Requirement → Look through the data below for the line with "what: blue jeans" and the line with "what: metal railing", then output those two and all lines in between, exactly as written.

Entries shown →

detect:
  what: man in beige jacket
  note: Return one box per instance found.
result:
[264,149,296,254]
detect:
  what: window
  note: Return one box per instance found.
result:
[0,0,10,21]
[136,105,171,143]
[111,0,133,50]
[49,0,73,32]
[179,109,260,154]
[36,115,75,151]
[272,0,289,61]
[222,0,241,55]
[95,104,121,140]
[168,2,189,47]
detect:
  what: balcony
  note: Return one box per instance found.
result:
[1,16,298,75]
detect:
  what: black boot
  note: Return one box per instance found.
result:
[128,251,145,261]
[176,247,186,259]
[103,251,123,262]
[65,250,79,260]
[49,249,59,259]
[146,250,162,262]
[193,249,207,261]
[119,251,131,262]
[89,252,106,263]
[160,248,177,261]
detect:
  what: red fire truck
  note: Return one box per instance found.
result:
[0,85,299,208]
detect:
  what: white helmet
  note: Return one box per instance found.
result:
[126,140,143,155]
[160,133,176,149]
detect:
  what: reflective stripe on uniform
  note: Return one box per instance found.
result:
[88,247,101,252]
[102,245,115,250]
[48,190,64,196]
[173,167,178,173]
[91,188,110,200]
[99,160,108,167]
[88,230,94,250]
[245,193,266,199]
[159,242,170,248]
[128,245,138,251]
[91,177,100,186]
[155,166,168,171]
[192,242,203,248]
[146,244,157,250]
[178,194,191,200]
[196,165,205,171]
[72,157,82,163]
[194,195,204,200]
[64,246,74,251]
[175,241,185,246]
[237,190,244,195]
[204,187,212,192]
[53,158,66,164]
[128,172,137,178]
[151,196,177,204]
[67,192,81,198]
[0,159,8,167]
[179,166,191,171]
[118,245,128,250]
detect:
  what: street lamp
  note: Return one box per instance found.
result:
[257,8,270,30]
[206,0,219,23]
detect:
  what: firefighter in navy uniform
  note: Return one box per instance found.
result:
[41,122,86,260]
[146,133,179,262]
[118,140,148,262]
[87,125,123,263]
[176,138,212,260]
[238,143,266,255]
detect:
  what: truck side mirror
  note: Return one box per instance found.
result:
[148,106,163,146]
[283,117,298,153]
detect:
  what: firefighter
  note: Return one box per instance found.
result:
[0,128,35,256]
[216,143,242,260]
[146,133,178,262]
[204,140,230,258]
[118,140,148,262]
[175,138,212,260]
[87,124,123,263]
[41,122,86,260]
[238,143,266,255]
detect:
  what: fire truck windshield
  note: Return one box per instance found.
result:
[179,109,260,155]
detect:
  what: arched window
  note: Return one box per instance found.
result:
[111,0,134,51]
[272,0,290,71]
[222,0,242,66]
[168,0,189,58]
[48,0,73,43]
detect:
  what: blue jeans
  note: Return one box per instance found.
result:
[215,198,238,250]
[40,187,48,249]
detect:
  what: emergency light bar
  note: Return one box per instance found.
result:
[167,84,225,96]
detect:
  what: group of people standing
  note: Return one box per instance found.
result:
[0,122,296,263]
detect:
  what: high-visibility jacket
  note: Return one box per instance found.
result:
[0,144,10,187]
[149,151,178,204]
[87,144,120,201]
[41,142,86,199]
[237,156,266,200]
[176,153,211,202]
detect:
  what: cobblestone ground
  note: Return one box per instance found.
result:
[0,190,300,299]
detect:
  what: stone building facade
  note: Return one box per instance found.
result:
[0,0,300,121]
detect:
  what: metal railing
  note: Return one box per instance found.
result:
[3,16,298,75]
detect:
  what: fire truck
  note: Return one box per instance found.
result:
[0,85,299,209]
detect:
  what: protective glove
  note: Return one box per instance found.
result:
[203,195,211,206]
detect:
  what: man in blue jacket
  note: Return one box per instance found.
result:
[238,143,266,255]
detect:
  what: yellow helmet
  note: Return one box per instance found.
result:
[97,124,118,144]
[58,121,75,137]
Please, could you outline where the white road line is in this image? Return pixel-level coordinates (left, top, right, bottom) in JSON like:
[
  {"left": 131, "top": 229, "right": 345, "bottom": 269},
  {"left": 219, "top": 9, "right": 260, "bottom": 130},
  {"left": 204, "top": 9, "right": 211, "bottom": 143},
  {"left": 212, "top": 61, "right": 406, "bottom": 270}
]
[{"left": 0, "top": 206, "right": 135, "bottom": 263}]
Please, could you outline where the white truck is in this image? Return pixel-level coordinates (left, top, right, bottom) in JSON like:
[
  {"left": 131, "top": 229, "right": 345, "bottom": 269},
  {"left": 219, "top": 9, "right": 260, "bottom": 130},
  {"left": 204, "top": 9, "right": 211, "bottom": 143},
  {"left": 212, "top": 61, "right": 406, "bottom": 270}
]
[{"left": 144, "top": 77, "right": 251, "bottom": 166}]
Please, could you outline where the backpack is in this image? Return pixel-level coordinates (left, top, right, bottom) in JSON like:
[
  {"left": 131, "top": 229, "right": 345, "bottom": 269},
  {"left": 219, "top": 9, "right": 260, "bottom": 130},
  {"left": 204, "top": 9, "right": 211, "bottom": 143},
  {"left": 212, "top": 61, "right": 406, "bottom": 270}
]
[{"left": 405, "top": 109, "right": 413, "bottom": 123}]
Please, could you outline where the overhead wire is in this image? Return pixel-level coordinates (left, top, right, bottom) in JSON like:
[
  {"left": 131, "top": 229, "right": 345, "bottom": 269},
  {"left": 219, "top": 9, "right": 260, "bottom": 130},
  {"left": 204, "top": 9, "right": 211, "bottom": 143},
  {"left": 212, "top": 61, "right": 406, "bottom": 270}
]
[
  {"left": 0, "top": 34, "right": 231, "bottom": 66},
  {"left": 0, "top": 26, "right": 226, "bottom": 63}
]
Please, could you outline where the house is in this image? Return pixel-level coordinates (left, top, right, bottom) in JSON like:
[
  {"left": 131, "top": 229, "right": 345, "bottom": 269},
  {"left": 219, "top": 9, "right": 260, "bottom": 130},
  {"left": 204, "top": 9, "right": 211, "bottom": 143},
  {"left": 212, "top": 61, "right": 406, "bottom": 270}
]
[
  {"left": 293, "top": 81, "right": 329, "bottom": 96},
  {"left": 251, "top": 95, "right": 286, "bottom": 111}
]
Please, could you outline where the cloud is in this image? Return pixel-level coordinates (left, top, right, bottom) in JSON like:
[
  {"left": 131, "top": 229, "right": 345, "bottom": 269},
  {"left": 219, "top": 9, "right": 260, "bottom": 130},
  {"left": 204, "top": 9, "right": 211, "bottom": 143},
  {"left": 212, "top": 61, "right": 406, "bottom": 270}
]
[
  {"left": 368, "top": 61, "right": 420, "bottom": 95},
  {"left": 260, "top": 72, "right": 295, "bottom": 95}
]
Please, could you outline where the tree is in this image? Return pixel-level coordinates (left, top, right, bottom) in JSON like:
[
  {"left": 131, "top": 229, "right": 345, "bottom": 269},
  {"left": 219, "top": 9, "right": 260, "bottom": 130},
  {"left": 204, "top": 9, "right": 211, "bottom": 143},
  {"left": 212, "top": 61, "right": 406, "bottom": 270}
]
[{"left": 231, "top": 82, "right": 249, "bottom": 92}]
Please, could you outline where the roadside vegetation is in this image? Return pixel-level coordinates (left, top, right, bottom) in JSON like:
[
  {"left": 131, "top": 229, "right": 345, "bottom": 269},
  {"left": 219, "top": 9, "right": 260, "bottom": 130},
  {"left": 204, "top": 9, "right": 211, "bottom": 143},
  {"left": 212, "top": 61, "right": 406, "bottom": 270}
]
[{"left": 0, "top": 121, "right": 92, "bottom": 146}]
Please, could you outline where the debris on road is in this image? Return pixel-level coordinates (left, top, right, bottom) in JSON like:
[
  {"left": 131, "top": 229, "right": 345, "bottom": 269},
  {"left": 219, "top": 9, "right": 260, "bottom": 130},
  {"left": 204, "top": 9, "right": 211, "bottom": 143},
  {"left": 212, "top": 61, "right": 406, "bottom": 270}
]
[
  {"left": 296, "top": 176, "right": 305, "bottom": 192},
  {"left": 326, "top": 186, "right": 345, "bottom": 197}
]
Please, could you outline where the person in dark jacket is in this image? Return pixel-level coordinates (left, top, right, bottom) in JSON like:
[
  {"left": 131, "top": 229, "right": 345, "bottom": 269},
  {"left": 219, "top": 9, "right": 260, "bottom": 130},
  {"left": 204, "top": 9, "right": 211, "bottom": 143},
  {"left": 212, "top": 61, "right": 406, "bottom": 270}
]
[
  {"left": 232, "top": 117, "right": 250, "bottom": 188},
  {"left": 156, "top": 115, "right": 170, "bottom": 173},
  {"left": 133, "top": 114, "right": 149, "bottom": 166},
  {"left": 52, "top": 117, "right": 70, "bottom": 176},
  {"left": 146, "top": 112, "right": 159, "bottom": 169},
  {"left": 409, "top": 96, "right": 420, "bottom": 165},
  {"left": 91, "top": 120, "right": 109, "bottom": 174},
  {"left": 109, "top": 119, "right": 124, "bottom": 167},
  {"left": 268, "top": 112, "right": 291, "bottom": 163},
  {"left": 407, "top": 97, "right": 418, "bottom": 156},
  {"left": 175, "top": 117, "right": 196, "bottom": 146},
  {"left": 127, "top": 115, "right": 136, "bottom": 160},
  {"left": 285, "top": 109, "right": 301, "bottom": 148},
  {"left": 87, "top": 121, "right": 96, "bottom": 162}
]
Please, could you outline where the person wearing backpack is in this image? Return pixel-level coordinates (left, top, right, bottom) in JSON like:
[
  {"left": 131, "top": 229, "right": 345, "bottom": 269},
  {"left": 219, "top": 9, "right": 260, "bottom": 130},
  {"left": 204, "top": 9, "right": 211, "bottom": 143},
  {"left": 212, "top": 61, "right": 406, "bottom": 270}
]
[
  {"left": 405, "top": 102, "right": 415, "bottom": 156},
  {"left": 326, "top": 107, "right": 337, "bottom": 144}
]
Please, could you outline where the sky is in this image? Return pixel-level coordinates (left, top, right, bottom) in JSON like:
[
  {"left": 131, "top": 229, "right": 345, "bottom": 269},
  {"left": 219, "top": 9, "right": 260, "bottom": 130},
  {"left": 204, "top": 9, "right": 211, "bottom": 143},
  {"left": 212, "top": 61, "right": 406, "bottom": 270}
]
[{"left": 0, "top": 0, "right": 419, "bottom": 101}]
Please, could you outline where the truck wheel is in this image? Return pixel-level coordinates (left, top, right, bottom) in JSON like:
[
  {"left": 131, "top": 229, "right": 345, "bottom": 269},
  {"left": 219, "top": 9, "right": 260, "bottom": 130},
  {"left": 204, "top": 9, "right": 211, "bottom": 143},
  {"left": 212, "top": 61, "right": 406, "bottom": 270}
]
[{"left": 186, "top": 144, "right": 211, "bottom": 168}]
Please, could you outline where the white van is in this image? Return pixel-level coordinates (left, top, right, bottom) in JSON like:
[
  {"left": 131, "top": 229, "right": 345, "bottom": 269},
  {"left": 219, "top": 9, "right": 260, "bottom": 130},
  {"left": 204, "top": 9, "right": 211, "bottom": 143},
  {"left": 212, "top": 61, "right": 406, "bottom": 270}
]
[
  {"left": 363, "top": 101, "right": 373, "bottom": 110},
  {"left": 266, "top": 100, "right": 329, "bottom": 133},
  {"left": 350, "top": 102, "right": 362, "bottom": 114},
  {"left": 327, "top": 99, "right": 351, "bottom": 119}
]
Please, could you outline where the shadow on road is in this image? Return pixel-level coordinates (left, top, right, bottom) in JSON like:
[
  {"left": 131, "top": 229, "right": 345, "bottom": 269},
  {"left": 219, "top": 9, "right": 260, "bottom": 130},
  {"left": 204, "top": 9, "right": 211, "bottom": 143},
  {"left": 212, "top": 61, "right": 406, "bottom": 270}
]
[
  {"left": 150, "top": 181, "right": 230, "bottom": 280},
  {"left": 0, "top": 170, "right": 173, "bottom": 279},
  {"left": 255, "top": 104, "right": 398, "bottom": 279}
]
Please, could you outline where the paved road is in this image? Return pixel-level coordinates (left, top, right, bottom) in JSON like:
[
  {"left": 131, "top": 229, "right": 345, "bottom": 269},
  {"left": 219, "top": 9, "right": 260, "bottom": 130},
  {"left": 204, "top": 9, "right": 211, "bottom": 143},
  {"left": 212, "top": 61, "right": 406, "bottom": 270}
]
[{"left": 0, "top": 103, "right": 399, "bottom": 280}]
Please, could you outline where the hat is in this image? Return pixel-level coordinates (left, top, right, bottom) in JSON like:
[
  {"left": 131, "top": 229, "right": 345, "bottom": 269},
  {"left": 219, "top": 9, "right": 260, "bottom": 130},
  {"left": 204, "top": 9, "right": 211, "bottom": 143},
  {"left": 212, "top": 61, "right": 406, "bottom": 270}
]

Solution for this problem →
  what: blue jeans
  note: Return one box per instance found.
result:
[215,198,238,250]
[40,187,48,249]
detect:
  what: emergency light bar
  note: Return one box per instance found.
result:
[167,84,225,96]
detect:
  what: group of people standing
  note: Return one box per instance found.
result:
[0,122,296,263]
detect:
  what: high-visibility jacket
  note: Return one box per instance found.
result:
[0,144,10,187]
[149,151,178,204]
[87,144,120,201]
[41,142,86,199]
[237,156,266,200]
[176,153,211,202]
detect:
  what: cobblestone ground
  note: Return one box per instance found.
result:
[0,190,300,299]
detect:
  what: stone building facade
  note: Return one box per instance found.
result:
[0,0,300,121]
detect:
  what: metal railing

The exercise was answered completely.